*AUFGABE:*
Beantworte die folgenden Fragen anhand des Textausschnitts.
(a) In welchem Jahr wurde die Mutter geboren?
(b) Mit welcher Nachricht soll der Sohn für die Mutter im Jenseits anrufen?
(c) Wie viele Quadratmeter wird die Mutter am Friedhof besitzen?

*TEXTAUSSCHNITT:*
-- -- --
Nichts als sparen, sparen, sparen

Mit der Mutter geht es zu Ende. Der Sohn fährt zu ihr ans Sterbebett und soll gleich einmal für sie im Jenseits anrufen. Noch dazu mit der Nachricht, dass es ihr gut gehe.

Das ist neu für ihn und er ist angefressen: Ihr ganzes Leben hatte ihn die Mutter wissen lassen,  dass es ihr schlecht ging. Und jetzt das.

1923 geboren, hat sie erlebt, was Eigentum bedeutet, wenn man es nicht hat. „Dann ist die Inflation gekommen und das Geld war hin." Für sie bedeutete das schon als Kind: Armut, Arbeit und Sparen, Sparen, Sparen. Nicht für einen einzigen Quadratmeter war es je genug.

Zwischen teils abstrakten Gedanken des Sohnes, der sich klammheimlich für die Mutter freut, dass sie bald endlich ihre eigenen 2 Quadratmeter (am Friedhof) besitzen würde, wird in kurzen Erzählsträngen zurück auf das Leben der 95-Jährigen geblickt. Was ihr wirklich wichtig gewesen wäre im Leben, Eigentum und Besitz, blieb ihr aus unterschiedlichen Gründen stets verwehrt.
-- -- --
Auszüge aus Zeigedaten:

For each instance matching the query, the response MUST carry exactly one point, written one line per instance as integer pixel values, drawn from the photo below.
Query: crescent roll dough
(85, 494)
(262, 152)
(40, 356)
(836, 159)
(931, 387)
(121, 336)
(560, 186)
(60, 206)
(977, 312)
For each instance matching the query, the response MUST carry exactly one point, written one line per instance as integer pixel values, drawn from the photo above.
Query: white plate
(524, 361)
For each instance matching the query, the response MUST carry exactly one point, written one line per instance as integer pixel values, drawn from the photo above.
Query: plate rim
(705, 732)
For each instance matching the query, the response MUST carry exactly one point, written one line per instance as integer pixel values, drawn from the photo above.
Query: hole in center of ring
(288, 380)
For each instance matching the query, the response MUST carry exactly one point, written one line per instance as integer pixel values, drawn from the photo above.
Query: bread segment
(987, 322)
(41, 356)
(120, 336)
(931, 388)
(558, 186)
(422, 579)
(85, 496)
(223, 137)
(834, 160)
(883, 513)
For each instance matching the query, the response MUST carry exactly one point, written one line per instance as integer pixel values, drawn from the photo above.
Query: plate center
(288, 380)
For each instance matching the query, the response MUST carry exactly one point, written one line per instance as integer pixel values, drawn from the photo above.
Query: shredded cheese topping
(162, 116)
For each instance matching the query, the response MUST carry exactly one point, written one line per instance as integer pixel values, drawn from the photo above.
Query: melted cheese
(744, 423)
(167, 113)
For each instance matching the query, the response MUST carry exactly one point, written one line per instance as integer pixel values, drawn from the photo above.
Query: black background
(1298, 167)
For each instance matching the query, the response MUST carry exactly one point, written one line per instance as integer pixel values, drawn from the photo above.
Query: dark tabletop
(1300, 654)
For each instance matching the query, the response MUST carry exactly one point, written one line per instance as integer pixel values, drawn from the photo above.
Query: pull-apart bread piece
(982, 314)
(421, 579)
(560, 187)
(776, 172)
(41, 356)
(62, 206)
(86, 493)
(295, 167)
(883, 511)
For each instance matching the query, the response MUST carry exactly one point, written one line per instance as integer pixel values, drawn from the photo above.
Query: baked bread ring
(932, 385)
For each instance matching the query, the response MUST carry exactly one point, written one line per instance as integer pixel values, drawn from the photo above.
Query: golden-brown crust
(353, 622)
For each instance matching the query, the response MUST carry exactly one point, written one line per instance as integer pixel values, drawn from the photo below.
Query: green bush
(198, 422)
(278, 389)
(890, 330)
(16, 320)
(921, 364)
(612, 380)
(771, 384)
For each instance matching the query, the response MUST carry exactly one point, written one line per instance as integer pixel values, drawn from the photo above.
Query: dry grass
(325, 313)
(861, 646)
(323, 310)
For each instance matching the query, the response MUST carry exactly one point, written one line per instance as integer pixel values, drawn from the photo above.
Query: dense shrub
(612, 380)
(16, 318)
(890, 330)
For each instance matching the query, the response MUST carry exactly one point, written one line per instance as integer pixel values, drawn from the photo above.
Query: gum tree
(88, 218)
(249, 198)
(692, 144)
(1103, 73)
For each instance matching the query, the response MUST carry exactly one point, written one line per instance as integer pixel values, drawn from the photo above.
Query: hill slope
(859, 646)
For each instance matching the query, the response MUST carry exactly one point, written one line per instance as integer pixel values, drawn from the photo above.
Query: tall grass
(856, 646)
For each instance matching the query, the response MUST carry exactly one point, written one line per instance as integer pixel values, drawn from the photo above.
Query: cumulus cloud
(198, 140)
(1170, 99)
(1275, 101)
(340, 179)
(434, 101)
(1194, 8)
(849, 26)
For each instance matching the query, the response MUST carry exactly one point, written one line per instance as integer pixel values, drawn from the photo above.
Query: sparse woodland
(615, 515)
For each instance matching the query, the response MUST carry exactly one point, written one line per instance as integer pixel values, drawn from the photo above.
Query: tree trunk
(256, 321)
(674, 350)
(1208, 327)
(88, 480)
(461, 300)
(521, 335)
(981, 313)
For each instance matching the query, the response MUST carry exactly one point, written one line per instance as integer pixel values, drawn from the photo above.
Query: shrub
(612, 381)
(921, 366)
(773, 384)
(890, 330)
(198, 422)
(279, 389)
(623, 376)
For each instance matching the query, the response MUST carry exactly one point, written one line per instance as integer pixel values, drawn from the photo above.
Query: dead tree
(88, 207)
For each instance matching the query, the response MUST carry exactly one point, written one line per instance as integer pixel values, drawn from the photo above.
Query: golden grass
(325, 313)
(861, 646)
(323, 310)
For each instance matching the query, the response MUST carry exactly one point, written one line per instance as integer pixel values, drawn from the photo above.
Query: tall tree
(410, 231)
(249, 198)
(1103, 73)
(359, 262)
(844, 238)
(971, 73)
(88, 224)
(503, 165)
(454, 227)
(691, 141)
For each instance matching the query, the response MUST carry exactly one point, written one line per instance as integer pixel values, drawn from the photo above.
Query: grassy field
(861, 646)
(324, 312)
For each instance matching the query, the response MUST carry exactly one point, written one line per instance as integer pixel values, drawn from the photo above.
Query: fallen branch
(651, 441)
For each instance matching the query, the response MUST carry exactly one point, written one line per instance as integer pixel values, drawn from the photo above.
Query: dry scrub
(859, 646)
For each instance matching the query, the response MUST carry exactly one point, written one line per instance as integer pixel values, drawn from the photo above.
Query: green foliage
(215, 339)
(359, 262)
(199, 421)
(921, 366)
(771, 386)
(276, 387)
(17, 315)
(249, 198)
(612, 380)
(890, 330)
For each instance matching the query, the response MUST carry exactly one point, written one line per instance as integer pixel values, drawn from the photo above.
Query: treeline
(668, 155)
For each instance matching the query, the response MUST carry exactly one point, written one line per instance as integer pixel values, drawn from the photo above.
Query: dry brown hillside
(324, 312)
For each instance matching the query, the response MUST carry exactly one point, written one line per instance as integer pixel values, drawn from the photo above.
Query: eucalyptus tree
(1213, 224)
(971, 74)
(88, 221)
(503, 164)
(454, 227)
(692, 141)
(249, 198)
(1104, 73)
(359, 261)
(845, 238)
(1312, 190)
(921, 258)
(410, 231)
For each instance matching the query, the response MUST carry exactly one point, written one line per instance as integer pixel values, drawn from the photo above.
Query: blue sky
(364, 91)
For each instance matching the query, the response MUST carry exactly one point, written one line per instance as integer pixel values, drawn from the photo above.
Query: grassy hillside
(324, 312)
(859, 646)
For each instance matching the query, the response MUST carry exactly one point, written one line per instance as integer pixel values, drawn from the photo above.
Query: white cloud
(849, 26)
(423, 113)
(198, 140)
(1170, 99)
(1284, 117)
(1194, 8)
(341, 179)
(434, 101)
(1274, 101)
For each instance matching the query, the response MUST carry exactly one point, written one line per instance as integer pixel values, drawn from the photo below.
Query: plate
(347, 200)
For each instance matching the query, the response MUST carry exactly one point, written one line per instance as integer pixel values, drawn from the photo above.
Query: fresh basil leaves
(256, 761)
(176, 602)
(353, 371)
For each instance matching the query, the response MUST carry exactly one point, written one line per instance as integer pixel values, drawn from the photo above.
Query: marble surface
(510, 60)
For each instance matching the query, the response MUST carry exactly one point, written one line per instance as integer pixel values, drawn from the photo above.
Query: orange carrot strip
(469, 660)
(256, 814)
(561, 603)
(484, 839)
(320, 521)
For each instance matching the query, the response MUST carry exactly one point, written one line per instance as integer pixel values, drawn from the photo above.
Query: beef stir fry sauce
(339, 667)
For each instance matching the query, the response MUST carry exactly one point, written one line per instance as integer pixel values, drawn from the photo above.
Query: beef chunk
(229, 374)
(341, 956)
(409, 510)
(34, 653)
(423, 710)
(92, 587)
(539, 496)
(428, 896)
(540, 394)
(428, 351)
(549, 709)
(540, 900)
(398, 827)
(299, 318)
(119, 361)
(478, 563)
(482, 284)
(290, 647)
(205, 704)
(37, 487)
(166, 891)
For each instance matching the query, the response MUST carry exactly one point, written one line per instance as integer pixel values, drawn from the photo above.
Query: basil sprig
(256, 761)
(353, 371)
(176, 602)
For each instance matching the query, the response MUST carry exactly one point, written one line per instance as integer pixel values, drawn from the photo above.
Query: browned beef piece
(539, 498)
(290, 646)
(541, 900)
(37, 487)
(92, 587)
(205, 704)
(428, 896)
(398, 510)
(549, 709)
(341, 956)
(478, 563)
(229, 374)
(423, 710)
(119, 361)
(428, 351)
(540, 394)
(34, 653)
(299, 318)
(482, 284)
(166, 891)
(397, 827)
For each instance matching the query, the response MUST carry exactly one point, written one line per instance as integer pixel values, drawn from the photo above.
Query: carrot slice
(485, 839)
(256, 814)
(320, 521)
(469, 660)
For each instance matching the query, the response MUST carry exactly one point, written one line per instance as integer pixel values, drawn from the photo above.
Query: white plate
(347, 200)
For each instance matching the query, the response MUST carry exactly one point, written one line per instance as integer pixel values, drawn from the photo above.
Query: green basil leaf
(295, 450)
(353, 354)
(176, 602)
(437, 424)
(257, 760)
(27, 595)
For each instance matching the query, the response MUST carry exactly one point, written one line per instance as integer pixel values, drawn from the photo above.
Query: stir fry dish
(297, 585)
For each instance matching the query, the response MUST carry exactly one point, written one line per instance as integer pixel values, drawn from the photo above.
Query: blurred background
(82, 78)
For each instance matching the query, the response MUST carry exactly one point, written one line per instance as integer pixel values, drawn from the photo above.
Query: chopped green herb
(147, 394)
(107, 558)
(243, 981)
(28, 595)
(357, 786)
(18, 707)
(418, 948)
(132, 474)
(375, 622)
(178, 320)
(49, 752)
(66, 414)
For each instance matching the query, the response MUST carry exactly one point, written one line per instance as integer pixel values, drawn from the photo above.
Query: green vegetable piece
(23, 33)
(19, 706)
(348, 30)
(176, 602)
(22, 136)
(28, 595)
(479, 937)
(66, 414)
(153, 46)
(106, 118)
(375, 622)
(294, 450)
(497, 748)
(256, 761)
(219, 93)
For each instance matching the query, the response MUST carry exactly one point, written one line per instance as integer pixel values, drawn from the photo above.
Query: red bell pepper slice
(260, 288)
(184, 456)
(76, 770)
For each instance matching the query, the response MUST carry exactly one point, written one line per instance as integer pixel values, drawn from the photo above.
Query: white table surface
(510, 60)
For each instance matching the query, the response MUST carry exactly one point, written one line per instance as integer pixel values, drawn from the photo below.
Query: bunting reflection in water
-- -- --
*VOLLSTÄNDIGE ANTWORT:*
(a) 1923
(b) Mit der Nachricht, dass es ihr gut gehe.
(c) 2 Quadratmeter